Pointing dataset records:
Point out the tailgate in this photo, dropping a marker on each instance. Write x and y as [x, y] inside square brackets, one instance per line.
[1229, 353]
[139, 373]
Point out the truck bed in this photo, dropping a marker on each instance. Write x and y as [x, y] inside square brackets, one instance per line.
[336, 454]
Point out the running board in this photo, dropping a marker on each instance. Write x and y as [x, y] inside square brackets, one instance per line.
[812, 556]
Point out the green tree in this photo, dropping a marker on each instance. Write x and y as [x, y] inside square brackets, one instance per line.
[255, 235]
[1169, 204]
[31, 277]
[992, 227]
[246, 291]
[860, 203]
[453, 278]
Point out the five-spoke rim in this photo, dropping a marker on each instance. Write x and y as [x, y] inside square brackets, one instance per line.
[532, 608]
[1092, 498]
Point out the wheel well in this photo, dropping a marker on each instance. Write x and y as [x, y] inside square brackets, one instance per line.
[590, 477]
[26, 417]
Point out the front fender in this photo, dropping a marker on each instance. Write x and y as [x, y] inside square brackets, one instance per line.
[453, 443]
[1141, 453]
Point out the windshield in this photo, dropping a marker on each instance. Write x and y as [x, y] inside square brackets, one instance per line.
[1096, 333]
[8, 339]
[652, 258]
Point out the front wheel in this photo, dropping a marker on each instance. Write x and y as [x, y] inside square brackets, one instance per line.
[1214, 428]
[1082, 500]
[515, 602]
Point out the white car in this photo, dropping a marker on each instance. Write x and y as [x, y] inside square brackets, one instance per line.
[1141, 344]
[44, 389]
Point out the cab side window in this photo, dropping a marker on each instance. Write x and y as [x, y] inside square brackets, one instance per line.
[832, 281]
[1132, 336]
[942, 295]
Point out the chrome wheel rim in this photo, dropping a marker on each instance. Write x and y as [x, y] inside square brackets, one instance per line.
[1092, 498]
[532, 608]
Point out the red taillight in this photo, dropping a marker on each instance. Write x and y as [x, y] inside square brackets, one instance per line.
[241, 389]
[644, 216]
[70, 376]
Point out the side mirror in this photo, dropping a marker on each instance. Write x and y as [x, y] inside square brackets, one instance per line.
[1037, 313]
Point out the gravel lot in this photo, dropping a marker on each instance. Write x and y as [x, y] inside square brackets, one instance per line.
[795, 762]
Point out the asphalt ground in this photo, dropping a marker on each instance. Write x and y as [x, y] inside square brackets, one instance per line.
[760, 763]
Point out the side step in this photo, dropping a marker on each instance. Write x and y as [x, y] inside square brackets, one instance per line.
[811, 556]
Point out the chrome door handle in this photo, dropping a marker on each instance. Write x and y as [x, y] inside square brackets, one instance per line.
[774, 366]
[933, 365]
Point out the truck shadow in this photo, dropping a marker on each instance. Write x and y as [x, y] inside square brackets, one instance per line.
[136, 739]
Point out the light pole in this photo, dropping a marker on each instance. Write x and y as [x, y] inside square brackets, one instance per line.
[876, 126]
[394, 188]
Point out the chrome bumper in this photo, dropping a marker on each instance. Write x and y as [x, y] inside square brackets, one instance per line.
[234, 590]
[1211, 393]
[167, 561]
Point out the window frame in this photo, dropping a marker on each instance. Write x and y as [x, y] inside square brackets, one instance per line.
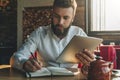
[88, 24]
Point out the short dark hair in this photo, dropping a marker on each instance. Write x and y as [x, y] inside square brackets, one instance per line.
[63, 3]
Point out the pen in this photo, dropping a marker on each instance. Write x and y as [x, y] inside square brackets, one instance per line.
[34, 58]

> **WHAT TO WORK ON**
Please copy the data starting with the line that contains "Point out the chrome wheel" and going on through the line that contains "[1037, 313]", requests included. In the answers, multiply each coordinate by 2.1 and round it to a whole number, with halves rounded up.

> **SOLUTION TO THIS TASK**
Point out the chrome wheel rim in this photo, dropping a marker on each instance. Write x and y as [x, y] inside square brackets, one instance per line.
[2293, 1046]
[1117, 1277]
Point out the red taillight in this photo, dropping a marker on each instance. Write x and y as [x, y] inside square brackets, one instance per line.
[506, 817]
[1352, 454]
[147, 790]
Point out the side mirror in this photo, dropping a marker on each instance. Write x and y as [x, y] inside square brackets, one instance per line.
[2178, 657]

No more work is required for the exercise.